Requirements. Turn every line of the records below into a Markdown table with two columns, Row and Line. Number each row, and leave out blank lines.

=== Information shown ===

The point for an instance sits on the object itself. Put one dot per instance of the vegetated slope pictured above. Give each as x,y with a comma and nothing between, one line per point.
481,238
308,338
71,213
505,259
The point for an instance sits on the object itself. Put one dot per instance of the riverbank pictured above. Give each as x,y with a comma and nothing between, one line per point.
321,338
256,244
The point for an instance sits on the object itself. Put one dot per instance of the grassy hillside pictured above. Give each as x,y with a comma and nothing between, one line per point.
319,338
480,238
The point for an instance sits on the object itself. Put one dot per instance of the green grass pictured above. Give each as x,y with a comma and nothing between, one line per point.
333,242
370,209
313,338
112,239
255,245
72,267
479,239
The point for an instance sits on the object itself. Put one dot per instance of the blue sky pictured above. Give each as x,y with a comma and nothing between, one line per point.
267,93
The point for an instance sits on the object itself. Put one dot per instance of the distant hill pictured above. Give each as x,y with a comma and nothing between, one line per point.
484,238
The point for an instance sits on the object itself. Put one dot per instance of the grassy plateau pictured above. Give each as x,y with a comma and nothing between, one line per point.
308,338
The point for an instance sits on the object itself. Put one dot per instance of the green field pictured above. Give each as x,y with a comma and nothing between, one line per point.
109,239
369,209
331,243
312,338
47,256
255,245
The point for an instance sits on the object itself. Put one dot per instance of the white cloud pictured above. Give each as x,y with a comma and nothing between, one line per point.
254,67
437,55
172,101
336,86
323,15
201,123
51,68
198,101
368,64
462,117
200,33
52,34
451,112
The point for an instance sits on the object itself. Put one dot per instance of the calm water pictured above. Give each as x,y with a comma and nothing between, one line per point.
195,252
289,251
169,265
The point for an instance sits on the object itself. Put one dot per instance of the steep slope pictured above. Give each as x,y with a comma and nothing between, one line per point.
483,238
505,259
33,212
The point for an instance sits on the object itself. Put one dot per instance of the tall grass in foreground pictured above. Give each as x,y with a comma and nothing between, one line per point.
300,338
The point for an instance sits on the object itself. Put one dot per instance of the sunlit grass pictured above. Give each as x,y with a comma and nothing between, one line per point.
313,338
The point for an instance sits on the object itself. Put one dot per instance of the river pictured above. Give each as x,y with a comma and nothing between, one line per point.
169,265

===

Expected output.
| Row | Line |
|---|---|
| 1 | The point for an instance sits on the object itself. Put one dot per instance of the vegetated slope pictured above. Give each as x,y with a comma and nothing between, one line per point. |
| 2 | 481,238 |
| 3 | 308,338 |
| 4 | 71,213 |
| 5 | 505,259 |
| 6 | The point for an instance sits on the object itself. Put one dot per instance of the riverbank pictured above. Give each as x,y with a comma and nothing between, one line per point. |
| 7 | 321,338 |
| 8 | 256,244 |
| 9 | The point for an instance sits on the object itself. Put one dot per instance of the grassy hillside pictured above. Give each as x,y with a comma and nothing between, one line per point. |
| 10 | 319,338 |
| 11 | 480,238 |
| 12 | The point for an instance sits on the object itself. Put one dot per instance of the green grass pictured above. Give each as x,y with a comma and nothing between, one line per point. |
| 13 | 333,242 |
| 14 | 370,209 |
| 15 | 313,338 |
| 16 | 112,239 |
| 17 | 255,245 |
| 18 | 72,267 |
| 19 | 479,239 |
| 20 | The point for an instance sits on the object itself. Put one dot per instance of the blue sky pictured above. Give each as x,y with a comma and nothing between, one line per point. |
| 21 | 267,93 |
| 22 | The point for an instance sits on the object itself. Put one dot per instance of the distant hill pictured above. Give each as x,y with a comma and nothing between, one line per point. |
| 23 | 484,238 |
| 24 | The point for an instance sits on the object itself. Put one dot per instance of the grassy plateau pictured above. Give each as x,y with a comma and nothing between, one line per point. |
| 25 | 308,338 |
| 26 | The point for an instance sits on the object itself. Put one dot per instance of the green field pictured above. Give each as x,y with a comma and nothing between, one line per point. |
| 27 | 109,239 |
| 28 | 369,209 |
| 29 | 331,243 |
| 30 | 312,338 |
| 31 | 47,256 |
| 32 | 255,245 |
| 33 | The point for an instance sits on the object itself. Put one dot per instance of the white cloud pictured above. Give each as x,y with a comma and nothing between, one line per point. |
| 34 | 254,67 |
| 35 | 437,55 |
| 36 | 172,101 |
| 37 | 336,86 |
| 38 | 323,15 |
| 39 | 201,123 |
| 40 | 51,68 |
| 41 | 198,101 |
| 42 | 368,64 |
| 43 | 462,117 |
| 44 | 200,33 |
| 45 | 52,34 |
| 46 | 451,112 |
| 47 | The point for an instance sits on the object itself. Put one dot per instance of the calm water pictured above. Give each as x,y with a comma and nothing between, one line per point. |
| 48 | 195,252 |
| 49 | 289,251 |
| 50 | 169,265 |
| 51 | The point for an instance sits on the object itself. Put one dot per instance of the steep slope pictured above. Give each as x,y with a comma and nothing between, one line per point. |
| 52 | 483,238 |
| 53 | 505,259 |
| 54 | 33,212 |
| 55 | The point for an instance sits on the object itself. Put one dot per instance of the tall grass in foreground pictured above. Give each as x,y with a comma and nothing between, one line per point. |
| 56 | 300,338 |
| 57 | The point for an instance sits on the object itself. Put one dot per instance of the sunlit grass pictured above. Give each as x,y with a comma and nothing between, one line per point. |
| 58 | 313,338 |
| 59 | The point for an instance sits on the object itself. Put one dot per instance of the river pictured above. Give each as x,y with a comma and nothing between, one line per point. |
| 60 | 169,265 |